_Aim of the task_:
Reproduce word for word everything from the line containing "Indicate the wing" down to the line containing "[(110, 223)]", including both of those lines.

_Dataset records_:
--

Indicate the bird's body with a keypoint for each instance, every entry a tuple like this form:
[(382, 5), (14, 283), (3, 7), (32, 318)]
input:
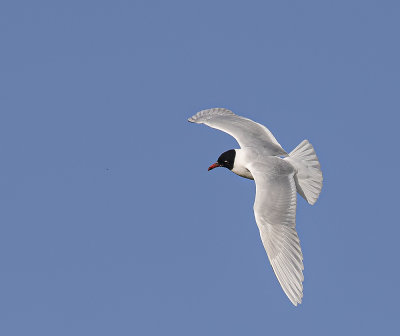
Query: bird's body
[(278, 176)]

--

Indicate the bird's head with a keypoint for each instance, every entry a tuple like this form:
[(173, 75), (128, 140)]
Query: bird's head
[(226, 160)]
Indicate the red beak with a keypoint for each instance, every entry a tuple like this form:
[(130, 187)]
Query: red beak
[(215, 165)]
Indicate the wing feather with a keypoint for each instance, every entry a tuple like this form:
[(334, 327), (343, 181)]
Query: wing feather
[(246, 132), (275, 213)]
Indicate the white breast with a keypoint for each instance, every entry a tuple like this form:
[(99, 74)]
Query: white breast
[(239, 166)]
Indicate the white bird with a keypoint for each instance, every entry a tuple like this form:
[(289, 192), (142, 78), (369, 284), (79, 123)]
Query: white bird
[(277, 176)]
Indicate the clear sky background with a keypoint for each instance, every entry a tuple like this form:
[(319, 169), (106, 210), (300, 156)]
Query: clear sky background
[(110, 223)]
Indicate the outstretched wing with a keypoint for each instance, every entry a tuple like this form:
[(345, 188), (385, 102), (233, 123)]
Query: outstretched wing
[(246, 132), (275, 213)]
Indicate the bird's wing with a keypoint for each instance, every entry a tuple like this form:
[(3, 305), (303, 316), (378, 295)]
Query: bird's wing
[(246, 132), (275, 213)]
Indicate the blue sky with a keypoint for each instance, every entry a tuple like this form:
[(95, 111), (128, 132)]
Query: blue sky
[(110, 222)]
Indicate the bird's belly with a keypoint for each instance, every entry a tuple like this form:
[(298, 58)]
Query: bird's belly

--

_Finished task_:
Indicate the wing feather with a keypoint for each instance, every entry a tuple like this form:
[(334, 327), (343, 181)]
Query: wing feather
[(246, 132), (275, 213)]
Indicate the white breast with a keypoint for each instance, every entry a tuple like this form:
[(99, 74)]
Query: white breast
[(239, 166)]
Indicate the white bird with a keypoint for each instance, every entry a tuple like this form:
[(289, 192), (142, 78), (369, 284), (79, 123)]
Query: white bird
[(277, 176)]
Indicate the clear sky background with a keypoint for each instance, every entry a tuple like this form:
[(319, 169), (106, 210), (300, 156)]
Query: clear sky background
[(110, 223)]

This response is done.